● Exercise instructions: Output every entry exactly, without any pictures.

Recorded information: Begin

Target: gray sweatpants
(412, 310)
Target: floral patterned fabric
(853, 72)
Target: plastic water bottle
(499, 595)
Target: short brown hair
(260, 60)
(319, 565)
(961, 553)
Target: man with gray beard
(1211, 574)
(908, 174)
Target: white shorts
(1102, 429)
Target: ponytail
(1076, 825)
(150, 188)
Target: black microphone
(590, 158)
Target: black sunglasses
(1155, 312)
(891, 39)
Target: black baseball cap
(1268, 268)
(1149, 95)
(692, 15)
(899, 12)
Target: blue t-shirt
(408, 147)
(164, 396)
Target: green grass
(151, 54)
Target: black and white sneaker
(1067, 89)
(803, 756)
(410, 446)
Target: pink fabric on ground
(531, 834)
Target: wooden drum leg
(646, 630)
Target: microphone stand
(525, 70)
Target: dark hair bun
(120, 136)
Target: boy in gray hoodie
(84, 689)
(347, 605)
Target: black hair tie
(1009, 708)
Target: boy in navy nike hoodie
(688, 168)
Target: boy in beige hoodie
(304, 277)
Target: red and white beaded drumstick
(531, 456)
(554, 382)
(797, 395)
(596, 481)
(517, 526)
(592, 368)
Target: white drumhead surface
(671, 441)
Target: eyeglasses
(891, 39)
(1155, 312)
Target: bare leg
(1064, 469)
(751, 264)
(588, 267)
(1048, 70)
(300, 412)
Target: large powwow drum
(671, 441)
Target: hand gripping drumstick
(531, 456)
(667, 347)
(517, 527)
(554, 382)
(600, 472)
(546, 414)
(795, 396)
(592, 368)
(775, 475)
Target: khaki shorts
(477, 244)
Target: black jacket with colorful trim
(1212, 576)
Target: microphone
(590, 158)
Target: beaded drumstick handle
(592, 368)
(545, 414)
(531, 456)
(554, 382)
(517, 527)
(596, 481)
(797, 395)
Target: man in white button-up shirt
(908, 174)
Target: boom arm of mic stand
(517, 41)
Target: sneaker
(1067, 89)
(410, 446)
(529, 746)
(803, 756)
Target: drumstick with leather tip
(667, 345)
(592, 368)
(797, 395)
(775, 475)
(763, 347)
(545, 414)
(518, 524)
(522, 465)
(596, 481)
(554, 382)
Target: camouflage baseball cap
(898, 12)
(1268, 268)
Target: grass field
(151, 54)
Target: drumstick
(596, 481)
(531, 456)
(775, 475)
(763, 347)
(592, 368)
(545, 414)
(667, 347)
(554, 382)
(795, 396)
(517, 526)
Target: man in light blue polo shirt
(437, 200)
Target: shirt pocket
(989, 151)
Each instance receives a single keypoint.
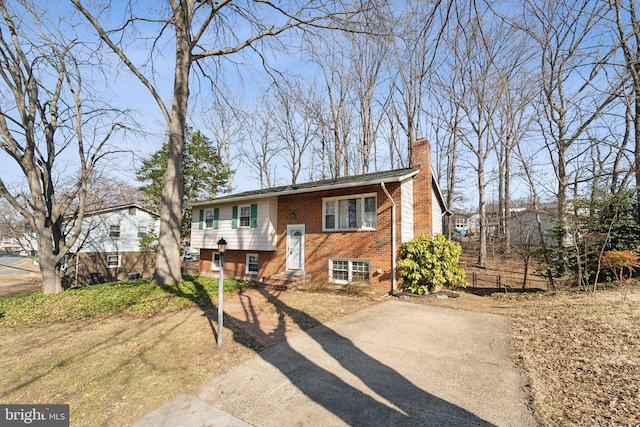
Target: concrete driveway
(393, 364)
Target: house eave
(304, 188)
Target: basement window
(348, 270)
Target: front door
(295, 247)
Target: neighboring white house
(108, 247)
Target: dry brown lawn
(580, 352)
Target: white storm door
(295, 247)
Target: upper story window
(350, 212)
(114, 231)
(252, 264)
(113, 261)
(215, 261)
(245, 215)
(208, 218)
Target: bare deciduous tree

Recorded information: End

● Answer box:
Target: gray sweatpants
(412, 310)
Target: floral patterned fabric
(853, 72)
Target: plastic water bottle
(499, 595)
Target: short brown hair
(260, 60)
(319, 565)
(961, 553)
Target: man with gray beard
(1211, 574)
(908, 174)
Target: white shorts
(1102, 429)
Target: ponytail
(1076, 825)
(150, 188)
Target: black microphone
(590, 158)
Target: black sunglasses
(1155, 312)
(891, 39)
Target: black baseball cap
(1268, 268)
(1149, 95)
(692, 15)
(899, 12)
Target: blue t-shirt
(408, 147)
(164, 396)
Target: green grass
(151, 54)
Target: black and white sneaker
(1067, 89)
(803, 756)
(410, 446)
Target: pink fabric on ground
(531, 834)
Target: wooden drum leg
(646, 630)
Target: microphone stand
(525, 70)
Target: dark hair bun
(120, 136)
Target: boy in gray hoodie
(84, 689)
(347, 605)
Target: black hair tie
(1009, 708)
Target: boy in navy nike hoodie
(688, 168)
Target: boy in beige hoodie
(304, 277)
Target: red and white beaded drumstick
(531, 456)
(554, 382)
(797, 395)
(596, 481)
(517, 526)
(592, 368)
Target: white drumhead surface
(671, 441)
Target: eyeglasses
(891, 39)
(1155, 312)
Target: bare leg
(1064, 469)
(751, 264)
(588, 267)
(1048, 70)
(300, 412)
Target: large powwow drum
(671, 441)
Target: hand gripping drumstick
(531, 456)
(667, 347)
(517, 527)
(554, 382)
(600, 472)
(546, 414)
(795, 396)
(592, 368)
(775, 475)
Target: khaki shorts
(477, 244)
Target: black jacket with colorful trim
(1212, 576)
Target: microphone
(590, 158)
Target: beaded drumstick handle
(592, 368)
(545, 414)
(531, 456)
(554, 382)
(517, 527)
(596, 481)
(797, 395)
Target: man in white button-up shirt
(908, 174)
Target: boom arm of mic stand
(517, 41)
Target: sneaker
(1067, 89)
(410, 446)
(529, 746)
(803, 756)
Target: drumstick with leather tip
(667, 345)
(592, 368)
(797, 395)
(775, 475)
(763, 347)
(545, 414)
(518, 524)
(522, 465)
(596, 481)
(554, 382)
Target: camouflage baseball cap
(898, 12)
(1268, 268)
Target: grass field
(151, 54)
Target: drumstick
(596, 481)
(531, 456)
(775, 475)
(763, 347)
(592, 368)
(545, 414)
(667, 347)
(554, 382)
(795, 396)
(517, 526)
Target: man in light blue polo shirt
(437, 200)
Target: shirt pocket
(989, 151)
Each instance receives a single keypoint.
Target: concrete driveway
(393, 364)
Target: house eave
(304, 188)
Target: basement window
(348, 270)
Target: front door
(295, 247)
Target: neighboring white house
(108, 247)
Target: dry brown lawn
(580, 352)
Target: white storm door
(295, 247)
Target: upper story window
(350, 212)
(114, 231)
(252, 264)
(113, 261)
(215, 261)
(245, 215)
(208, 218)
Target: bare deciduous tree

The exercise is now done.